→ TASK REQUIREMENTS
Can you repeat the following lines exactly as they appear, leaving out the pictures?
--- start SUPPLIED RECORDS ---
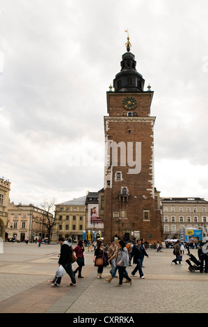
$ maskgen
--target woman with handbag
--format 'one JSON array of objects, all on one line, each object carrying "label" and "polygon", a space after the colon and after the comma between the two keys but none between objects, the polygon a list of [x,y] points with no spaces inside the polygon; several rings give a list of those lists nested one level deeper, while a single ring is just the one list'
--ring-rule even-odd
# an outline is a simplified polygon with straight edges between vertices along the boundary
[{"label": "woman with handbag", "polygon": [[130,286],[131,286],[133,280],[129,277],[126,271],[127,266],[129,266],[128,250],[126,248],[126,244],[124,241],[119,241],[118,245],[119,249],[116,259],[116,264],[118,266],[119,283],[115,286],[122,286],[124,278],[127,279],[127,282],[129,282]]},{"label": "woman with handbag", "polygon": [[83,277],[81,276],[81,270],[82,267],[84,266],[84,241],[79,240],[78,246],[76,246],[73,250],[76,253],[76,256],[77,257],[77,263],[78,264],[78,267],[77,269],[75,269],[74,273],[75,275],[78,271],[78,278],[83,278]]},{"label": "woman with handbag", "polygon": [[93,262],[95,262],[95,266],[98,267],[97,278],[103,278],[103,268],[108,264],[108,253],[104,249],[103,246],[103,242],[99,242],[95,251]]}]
--- end SUPPLIED RECORDS ---
→ RESULT OF THE EXERCISE
$ maskgen
--target woman with handbag
--format 'one JSON array of objects, all on one line, each object carrying "label" and "polygon", a space after the colon and after the comma between the two keys but none between objects, the polygon a list of [x,y] points with no spaces inside the polygon; several rings give a list of those lists nested one level deeper, while a single ring is just the one list'
--ring-rule even-odd
# an outline is a simplified polygon with straight edges between vertices along the boundary
[{"label": "woman with handbag", "polygon": [[130,286],[131,286],[133,280],[129,277],[126,271],[127,266],[129,266],[128,250],[126,248],[126,244],[124,241],[119,241],[118,245],[119,249],[116,259],[116,264],[118,266],[119,283],[115,286],[122,286],[124,278],[127,279],[127,282],[129,282]]},{"label": "woman with handbag", "polygon": [[83,277],[81,276],[81,270],[82,267],[84,266],[84,241],[79,240],[78,246],[76,246],[73,250],[76,253],[76,256],[77,257],[77,263],[78,264],[78,267],[77,269],[75,269],[74,273],[75,275],[78,271],[78,278],[83,278]]},{"label": "woman with handbag", "polygon": [[93,262],[95,262],[95,266],[98,267],[97,278],[103,278],[103,268],[108,264],[108,253],[104,249],[103,246],[103,242],[99,242],[95,251]]}]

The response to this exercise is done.